EXTRACTED DATA =>
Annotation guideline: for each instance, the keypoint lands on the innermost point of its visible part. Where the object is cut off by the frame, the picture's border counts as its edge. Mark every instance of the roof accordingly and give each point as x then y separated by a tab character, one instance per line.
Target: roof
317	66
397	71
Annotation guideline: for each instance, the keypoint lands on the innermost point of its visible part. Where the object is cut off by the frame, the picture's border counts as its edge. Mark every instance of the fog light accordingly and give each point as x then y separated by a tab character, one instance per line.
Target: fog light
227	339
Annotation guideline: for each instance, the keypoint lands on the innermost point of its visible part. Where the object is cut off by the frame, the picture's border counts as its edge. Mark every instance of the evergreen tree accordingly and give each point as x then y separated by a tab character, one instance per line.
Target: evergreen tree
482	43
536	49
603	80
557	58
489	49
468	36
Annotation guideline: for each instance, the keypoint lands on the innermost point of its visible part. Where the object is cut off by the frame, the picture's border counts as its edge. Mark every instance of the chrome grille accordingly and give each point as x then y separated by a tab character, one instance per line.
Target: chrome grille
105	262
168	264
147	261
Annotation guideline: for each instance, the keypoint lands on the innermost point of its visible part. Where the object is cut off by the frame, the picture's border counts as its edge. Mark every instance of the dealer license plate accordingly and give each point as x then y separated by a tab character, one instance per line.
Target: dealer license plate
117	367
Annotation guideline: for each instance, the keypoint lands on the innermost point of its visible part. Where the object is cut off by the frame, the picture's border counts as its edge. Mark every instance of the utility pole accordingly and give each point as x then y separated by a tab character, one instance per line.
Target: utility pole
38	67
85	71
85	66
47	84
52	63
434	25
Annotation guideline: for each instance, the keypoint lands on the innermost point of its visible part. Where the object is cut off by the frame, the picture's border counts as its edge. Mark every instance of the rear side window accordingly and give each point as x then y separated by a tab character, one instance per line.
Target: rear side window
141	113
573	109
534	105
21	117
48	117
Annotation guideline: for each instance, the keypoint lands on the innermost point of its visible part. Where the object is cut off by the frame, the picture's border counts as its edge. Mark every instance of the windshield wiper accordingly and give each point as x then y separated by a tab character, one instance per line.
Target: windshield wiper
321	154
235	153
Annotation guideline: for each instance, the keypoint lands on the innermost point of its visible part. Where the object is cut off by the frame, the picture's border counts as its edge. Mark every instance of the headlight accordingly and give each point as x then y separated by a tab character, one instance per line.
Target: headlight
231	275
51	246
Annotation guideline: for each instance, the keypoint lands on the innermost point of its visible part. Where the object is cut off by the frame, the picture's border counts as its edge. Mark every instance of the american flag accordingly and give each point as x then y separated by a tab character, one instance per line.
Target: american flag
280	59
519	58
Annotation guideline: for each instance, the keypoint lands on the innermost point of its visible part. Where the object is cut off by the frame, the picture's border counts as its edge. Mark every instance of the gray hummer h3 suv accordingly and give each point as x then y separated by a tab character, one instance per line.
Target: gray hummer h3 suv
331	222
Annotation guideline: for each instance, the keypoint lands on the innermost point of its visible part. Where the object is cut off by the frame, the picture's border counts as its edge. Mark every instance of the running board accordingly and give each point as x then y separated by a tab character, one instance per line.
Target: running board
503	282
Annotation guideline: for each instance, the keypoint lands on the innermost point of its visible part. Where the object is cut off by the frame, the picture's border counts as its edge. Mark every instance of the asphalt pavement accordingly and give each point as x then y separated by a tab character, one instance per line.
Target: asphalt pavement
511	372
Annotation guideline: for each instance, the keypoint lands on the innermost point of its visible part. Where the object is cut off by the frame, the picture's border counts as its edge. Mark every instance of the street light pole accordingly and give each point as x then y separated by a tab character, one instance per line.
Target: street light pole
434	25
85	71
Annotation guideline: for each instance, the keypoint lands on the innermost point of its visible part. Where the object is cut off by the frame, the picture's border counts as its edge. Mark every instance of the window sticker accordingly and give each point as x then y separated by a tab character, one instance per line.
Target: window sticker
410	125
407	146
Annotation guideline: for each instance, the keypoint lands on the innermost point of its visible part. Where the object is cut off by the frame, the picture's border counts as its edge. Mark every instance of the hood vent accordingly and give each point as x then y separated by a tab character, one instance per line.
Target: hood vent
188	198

PROBLEM STATEMENT => Copy the material above, line for line.

EXPECTED ANSWER =>
Annotation guideline: for each instance, the keypoint lands on the innermost point of its visible part. Where the object is cut off by the frame, the picture's border counts as its edge. Mark every instance of the roof accordingly and give each point as x then y separated by a tab character, one instance per line.
Target: roof
317	66
397	71
Annotation guideline: for each instance, the keypoint lands on the innermost point of its visible part. Where the object is cut off by the frame, the picture's border counts as its edge. Mark every instance of the fog light accordingly and give each point as x then y separated by a tab character, one instance per line.
Target: fog light
227	339
Annotation guideline: for each instance, the keypoint lands on the innermost point of its visible part. Where the object is cut off by the frame, the picture's border counts as its edge. Mark every instance of the evergreen tree accordingly and give each point as x then y separated by a tab character, one instance per line.
Target: evergreen tree
482	43
536	49
603	80
557	58
489	49
468	36
Annotation guideline: for each instance, the keypoint lands on the innermost point of its visible part. Where the object is cut off by the frame, the picture's border counts as its edge. Mark every instance of the chrome grille accordingly and give each point as x then y separated by a tab character, one instance per line.
Target: chrome grille
105	262
168	264
147	261
Annotation guideline: for each instance, the keypoint lands on the innermost point of its visible part. Where the object is cut off by the frame, the picture's border counts as its edge. Mark every instance of the dealer license plate accordingly and give each point as x then y separated by a tab character, one instance per line.
Target: dealer license plate
117	367
Annotation guideline: for each instance, the keypoint lands on the innermost point of its visible part. Where the object is cut off by the frame, the picture's border counts as its edge. Mark every instance of the utility pole accordingly and give each point as x then y separated by a tab character, one instance per line.
Target: utility pole
38	67
85	71
85	66
47	84
52	63
434	25
Annotation guideline: for each instance, the keypoint lands on the innermost point of its visible part. Where the object is cut off by the frame, the picture's border counts as its edge. Mark every instance of the rear side window accordingly and give each point as x then y separated by a tab character, one instance per line.
Target: rear side window
141	113
573	109
534	105
21	117
48	117
Annotation guideline: for each instance, the keypoint lands on the innermost point of its visible part. Where the object is cut off by the frame, the picture's border counts as its edge. Mark every instance of the windshield wiper accordingly and give each point as x then y separated by a tab character, one instance per line.
Target: windshield wiper
321	154
235	153
Annotation guideline: for each instance, the keypoint lands on the innermost point of its visible part. Where the object is cut off by the frame, the picture's border counts as its edge. Mark every instance of the headlight accordingly and give each point as x then y separated by a tab character, one instance per line.
Target: headlight
231	275
51	246
Annotation guideline: for each instance, the keypoint lands on the innermost point of its visible part. Where the object is cut off by the frame, the picture's border counts as its edge. Mark every instance of the american flag accordingly and give each point as x then y separated by a tab character, one instance per line.
Target: american flag
280	59
519	58
Annotation guideline: for each instance, the keypoint lands on the innermost point of its visible part. Where the object is cut off by the frame, the picture's border counts as its edge. Mark every instance of the gray hummer h3 suv accordingly and give each point as x then y separated by a tab character, one instance per line.
Target: gray hummer h3 suv
331	222
Annotation guideline: for each instance, the keypoint lands on the innermost point of its visible part. Where the object is cut off by the frame, the picture's border counts as its edge. Mark every instance of the running board accordingly and give each point as x then y separated by a tab character, one instance per line.
Target: running board
503	282
Annotation guideline: for each instance, the keypoint lands on the innermost point of its visible part. Where the object is cut off by the frame, the picture's border counts as its edge. Mark every instance of the asphalt pavement accordingly and give each point as x then y separated by a tab character, one instance per line.
Target: asphalt pavement
511	372
Annotation guideline: for each instance, the keypoint lands on the innermost point of its visible part. Where the object is cut off by the frame, the picture's border counts as its edge. Mark every instance of the street light pole accordingly and give each point as x then y separated by a tab character, one instance per line.
Target: street light pole
434	25
85	71
Annotation guideline: for each instance, the keypoint lands on the innermost point of its visible part. Where the object is cut off by the frame, the picture's border counts as its edge. Mark every instance of the window sticker accordingly and give each point as x then y separated by a tab character, one instance per line.
Target: window sticker
410	125
407	146
Annotation guideline: for each instance, the keypoint lands on the innermost point of its visible part. Where the object is cut off by the frame, the picture's border counts as its edge. Mark every instance of the hood vent accordingly and give each point as x then y separated by a tab character, one instance per line.
Target: hood vent
188	198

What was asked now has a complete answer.